▶ [Given text]:
Pause on Expectations for a Fed Pivot

The award winning Lions Bay Fund finished 2022 up +39.75%, net of all costs. Senior Portfolio Manager, Justin Anis, shares his year in review and his 2023 outlook regarding inflation and rising unemployment.

Performance

For the fourth quarter of 2022, the Lions Bay Fund was up +10.57%, bringing return for the full year to +39.75% net of all costs.  This compares very favourably to the S&P 500, which was up 7.54% for Q4 and finished 2022 -18.12%.

Lions Bay Business Update

The Lions Bay Fund was awarded First Place in the category of “Best 3-Year Sharpe Ratio” at the Canadian Hedge Fund Awards in November.  The Sharpe ratio is a performance metric that aims to quantify risk-adjusted returns – a fund that generates strong returns without high volatility would score well on this metric. 

The Fund enters 2023 with approximately $150 million in assets under management.  To date, our growth has not impacted our ability to execute our investment strategy, but we remain committed to growing in a prudent and measured fashion. 

Year in Review – A Bubble Bursts

Last year was an exceptional year for Lions Bay.  The market conditions present in 2022 were exactly the type that Lions Bay was designed for – high levels of volatility across asset classes with meaningful dispersion between single stocks and industry sectors.  

The first half of 2022 saw the unwinding of a large bubble in speculative growth stocks.  Our readers know that our number one concern heading into 2022 was the risk of a disorderly rise in interest rates, as the Fed abandoned the term ‘transitory’ to describe inflationary pressures, and got serious about controlling spiraling prices.

▶ [About this exercise]: Print the Lions Bay Fund review word for word, from "Last year was" down to "and industry sectors.".

▶ [Supplied material]:

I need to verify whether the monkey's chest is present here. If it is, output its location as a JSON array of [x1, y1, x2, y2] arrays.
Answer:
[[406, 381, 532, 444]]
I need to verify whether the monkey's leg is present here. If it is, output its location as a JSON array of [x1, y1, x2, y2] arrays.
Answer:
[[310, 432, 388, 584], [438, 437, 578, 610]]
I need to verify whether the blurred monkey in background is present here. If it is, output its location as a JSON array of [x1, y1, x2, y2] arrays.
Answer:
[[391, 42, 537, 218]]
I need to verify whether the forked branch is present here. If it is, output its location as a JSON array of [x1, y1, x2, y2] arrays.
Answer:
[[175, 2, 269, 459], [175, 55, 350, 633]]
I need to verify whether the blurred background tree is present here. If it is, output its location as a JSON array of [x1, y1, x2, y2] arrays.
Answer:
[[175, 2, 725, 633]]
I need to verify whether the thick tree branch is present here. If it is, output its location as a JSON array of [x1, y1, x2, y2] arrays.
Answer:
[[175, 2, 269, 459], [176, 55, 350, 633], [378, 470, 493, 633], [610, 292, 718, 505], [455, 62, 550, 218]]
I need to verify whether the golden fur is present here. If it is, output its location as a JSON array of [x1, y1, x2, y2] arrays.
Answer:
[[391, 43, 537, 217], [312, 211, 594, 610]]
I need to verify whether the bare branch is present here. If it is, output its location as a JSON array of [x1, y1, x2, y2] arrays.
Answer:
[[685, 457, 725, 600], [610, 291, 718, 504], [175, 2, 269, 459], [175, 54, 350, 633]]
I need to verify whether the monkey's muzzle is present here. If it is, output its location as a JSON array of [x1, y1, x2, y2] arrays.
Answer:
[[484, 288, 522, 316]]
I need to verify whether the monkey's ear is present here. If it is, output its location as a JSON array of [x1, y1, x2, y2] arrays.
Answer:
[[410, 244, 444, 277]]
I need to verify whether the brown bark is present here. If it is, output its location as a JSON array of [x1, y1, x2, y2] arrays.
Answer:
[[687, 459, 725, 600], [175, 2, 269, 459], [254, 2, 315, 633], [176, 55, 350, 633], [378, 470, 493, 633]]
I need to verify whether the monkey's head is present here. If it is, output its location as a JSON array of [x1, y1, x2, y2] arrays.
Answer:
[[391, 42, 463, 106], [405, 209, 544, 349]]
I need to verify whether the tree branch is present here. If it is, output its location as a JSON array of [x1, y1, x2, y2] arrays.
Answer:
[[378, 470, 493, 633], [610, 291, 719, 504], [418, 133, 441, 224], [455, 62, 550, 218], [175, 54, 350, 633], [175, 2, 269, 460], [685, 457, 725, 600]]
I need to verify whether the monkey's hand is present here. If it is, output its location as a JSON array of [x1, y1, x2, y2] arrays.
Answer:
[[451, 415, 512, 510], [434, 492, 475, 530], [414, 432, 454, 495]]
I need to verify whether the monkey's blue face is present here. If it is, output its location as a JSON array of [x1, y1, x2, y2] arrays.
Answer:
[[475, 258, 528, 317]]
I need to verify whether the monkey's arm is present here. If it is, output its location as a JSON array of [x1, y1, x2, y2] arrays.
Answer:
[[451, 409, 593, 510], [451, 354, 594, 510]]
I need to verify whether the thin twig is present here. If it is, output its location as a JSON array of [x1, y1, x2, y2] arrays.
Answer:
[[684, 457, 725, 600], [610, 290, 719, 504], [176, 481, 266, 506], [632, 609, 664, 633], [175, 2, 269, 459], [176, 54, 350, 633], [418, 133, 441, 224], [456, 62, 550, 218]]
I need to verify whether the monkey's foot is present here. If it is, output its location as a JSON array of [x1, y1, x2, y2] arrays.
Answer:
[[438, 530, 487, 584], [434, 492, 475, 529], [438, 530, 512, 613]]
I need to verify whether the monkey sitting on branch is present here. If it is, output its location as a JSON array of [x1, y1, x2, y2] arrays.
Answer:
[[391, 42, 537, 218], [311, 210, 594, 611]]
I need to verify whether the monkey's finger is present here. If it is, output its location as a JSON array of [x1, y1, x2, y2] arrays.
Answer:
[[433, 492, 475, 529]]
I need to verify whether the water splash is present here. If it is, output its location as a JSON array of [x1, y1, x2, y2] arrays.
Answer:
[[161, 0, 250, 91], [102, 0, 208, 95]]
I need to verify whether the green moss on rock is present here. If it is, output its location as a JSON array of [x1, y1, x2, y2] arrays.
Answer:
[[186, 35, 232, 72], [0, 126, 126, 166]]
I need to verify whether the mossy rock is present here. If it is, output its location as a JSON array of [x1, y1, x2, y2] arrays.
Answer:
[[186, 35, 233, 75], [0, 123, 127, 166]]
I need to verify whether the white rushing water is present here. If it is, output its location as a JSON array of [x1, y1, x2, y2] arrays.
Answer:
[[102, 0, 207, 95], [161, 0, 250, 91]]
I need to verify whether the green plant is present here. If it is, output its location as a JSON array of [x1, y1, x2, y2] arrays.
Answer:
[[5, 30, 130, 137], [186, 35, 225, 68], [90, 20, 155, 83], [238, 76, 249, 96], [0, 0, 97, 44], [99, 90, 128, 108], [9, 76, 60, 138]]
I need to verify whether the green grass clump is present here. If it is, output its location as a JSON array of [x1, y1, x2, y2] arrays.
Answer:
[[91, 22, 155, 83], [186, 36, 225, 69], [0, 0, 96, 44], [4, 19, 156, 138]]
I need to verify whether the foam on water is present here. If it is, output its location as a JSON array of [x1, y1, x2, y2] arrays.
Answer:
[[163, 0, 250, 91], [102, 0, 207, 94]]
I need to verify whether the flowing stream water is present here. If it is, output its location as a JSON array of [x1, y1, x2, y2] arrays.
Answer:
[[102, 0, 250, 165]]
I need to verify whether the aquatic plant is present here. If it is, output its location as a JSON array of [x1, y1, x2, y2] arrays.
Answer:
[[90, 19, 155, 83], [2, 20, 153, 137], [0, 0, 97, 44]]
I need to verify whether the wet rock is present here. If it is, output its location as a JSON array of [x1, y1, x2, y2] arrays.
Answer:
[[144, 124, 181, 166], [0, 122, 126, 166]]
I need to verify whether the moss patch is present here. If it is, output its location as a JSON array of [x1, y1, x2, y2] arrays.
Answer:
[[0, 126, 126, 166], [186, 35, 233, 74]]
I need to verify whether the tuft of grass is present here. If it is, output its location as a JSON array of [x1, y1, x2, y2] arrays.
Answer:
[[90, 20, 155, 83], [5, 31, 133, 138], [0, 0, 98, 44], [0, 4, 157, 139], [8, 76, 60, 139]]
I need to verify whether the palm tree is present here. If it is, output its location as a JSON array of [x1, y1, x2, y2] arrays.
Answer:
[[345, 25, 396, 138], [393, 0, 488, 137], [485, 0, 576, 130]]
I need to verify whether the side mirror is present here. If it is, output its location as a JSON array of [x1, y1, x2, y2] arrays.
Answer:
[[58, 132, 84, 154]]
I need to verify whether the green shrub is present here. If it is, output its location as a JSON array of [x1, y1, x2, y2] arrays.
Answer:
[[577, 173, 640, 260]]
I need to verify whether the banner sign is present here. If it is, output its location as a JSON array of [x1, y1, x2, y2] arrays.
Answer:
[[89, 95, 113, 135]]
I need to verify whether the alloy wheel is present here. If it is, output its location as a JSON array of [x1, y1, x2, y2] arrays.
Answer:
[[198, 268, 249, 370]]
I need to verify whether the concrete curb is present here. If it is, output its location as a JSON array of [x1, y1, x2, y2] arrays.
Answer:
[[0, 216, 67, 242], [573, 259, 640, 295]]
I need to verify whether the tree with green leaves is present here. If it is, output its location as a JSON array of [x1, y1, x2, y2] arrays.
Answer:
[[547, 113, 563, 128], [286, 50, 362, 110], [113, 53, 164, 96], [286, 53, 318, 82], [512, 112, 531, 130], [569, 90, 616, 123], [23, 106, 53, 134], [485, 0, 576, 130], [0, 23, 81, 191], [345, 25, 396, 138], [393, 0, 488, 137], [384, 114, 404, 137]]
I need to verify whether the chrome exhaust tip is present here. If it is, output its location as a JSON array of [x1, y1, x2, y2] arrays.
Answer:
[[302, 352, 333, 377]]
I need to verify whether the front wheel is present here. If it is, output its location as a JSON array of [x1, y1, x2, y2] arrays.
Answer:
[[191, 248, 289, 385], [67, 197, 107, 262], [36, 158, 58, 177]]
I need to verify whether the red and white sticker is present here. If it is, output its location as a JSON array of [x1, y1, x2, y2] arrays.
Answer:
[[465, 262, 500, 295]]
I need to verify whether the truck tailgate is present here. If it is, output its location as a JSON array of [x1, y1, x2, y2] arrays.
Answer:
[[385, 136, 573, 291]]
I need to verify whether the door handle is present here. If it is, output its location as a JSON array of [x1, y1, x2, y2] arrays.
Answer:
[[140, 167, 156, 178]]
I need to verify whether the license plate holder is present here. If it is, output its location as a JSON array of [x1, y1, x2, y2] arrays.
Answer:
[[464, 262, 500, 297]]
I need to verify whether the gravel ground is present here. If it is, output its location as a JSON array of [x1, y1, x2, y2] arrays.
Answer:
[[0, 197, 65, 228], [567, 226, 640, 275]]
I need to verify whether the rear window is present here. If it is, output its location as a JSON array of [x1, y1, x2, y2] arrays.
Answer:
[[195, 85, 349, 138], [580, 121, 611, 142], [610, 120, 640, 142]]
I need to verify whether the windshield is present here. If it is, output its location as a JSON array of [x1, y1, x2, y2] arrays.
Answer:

▶ [Response to the task]:
Last year was an exceptional year for Lions Bay.  The market conditions present in 2022 were exactly the type that Lions Bay was designed for – high levels of volatility across asset classes with meaningful dispersion between single stocks and industry sectors.